46 Hypothesis Testing

46.1 What is a Hypothesis Test?

A hypothesis test is a formal statistical procedure for using sample data to decide between two competing claims about a population parameter (gupta2021?; kothari2019?). The framework was put on its modern footing by Jerzy Neyman and Egon Pearson (1933) and Ronald A. Fisher.

46.2 The Two Hypotheses

Null and Alternative Hypotheses

Hypothesis	Symbol	Stand
Null hypothesis	$H_0$	The status quo; no effect, no difference
Alternative hypothesis	$H_1$ or $H_a$	What the researcher hopes to establish

The hypotheses must be mutually exclusive and exhaustive. The test seeks evidence to reject $H_0$ in favour of $H_1$; absence of evidence is not proof of $H_0$.

46.3 Type I and Type II Errors

A test never gives certainty; two kinds of error are possible:

Type I and Type II Errors

Decision \ Truth	$H_0$ true	$H_0$ false
Reject $H_0$	Type I error ($\alpha$)	Correct ($1 - \beta$, power)
Do not reject $H_0$	Correct ($1 - \alpha$)	Type II error ($\beta$)

$\alpha$ — Significance level; probability of rejecting a true $H_0$. Conventional values: 0.05, 0.01, 0.10.
$\beta$ — Probability of failing to reject a false $H_0$.
Power = $1 - \beta$ — probability of correctly rejecting a false $H_0$. Larger sample size raises power.

46.4 One-Tailed vs Two-Tailed Tests

One-Tailed vs Two-Tailed Tests

Test	Form of $H_1$	Critical region
Two-tailed	$\mu \neq \mu_0$	Both tails (split $\alpha$ = $\alpha/2$ each side)
Right-tailed	$\mu > \mu_0$	Right tail only
Left-tailed	$\mu < \mu_0$	Left tail only

46.5 Procedure of Hypothesis Testing

Six Steps in Hypothesis Testing

Step	Action
1	Formulate $H_0$ and $H_1$
2	Choose the level of significance $\alpha$
3	Identify the appropriate test statistic and its sampling distribution
4	Compute the test statistic from the sample
5	Compare with the critical value (or compute p-value)
6	Take a decision and state the conclusion

46.6 Critical Value vs p-Value Approach

Two equivalent decision rules:

Critical-value approach — reject $H_0$ if the test statistic falls in the critical region.
p-value approach — reject $H_0$ if $p < \alpha$.

The p-value is the probability of observing a test statistic as extreme as, or more extreme than, the one observed, assuming $H_0$ is true.

____

(What you need to do):
• 1. Using the hypothesis testing text, answer these:
(a) Who put the hypothesis-testing framework on its modern footing?
(b) According to the text, what raises the power of a test?
(c) Under the p-value approach, when is $H_0$ rejected?
• 2. Pick up the hypothesis testing text after its final sentence and carry it on.

(Information provided):

____

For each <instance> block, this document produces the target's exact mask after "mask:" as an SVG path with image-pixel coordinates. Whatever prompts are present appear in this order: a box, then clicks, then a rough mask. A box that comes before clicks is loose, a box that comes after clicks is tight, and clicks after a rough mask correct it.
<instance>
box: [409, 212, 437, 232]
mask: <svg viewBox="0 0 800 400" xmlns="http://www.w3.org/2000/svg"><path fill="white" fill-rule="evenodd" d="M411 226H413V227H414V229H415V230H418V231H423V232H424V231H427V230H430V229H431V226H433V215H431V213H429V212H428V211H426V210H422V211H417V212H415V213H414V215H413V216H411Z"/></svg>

____

(Response list):
• 1.
(a) Jerzy Neyman and Egon Pearson (1933) and Ronald A. Fisher.
(b) A larger sample size.
(c) When $p < \alpha$.

• 2.
46.7 Major Tests — A Compact Map

Common Hypothesis Tests

Situation	Test	Statistic
Test of mean, $\sigma$ known, large $n$	Z-test	$z = \dfrac{\bar X - \mu_0}{\sigma/\sqrt n}$
Test of mean, $\sigma$ unknown, small $n$	t-test	$t = \dfrac{\bar X - \mu_0}{s/\sqrt n}$
Test of two means	Independent / paired t-test	$t = \dfrac{\bar X_1 - \bar X_2}{\text{SE}}$
Test of proportion	Z-test	$z = \dfrac{p - P_0}{\sqrt{P_0(1-P_0)/n}}$
Test of variance / Goodness of fit	$\chi^2$ test	$\chi^2 = \sum \dfrac{(O - E)^2}{E}$
Test of variances or ANOVA	F-test	$F = \dfrac{s_1^2}{s_2^2}$ or MSB / MSW
Independence in contingency table	$\chi^2$ test	$\chi^2 = \sum \dfrac{(O - E)^2}{E}$, df = $(r-1)(c-1)$

46.8 Parametric vs Non-Parametric Tests

Parametric vs Non-Parametric Tests

Family	Assumes population distribution?	Examples
Parametric	Yes — usually normal	t, Z, F, ANOVA, Pearson correlation
Non-parametric	No — distribution-free	Chi-square, Sign test, Wilcoxon, Mann-Whitney, Kruskal-Wallis, Spearman rank, Run test

46.9 ANOVA — Analysis of Variance

R.A. Fisher’s ANOVA tests whether the means of three or more groups are equal. One-way ANOVA compares groups by a single factor; two-way ANOVA by two factors.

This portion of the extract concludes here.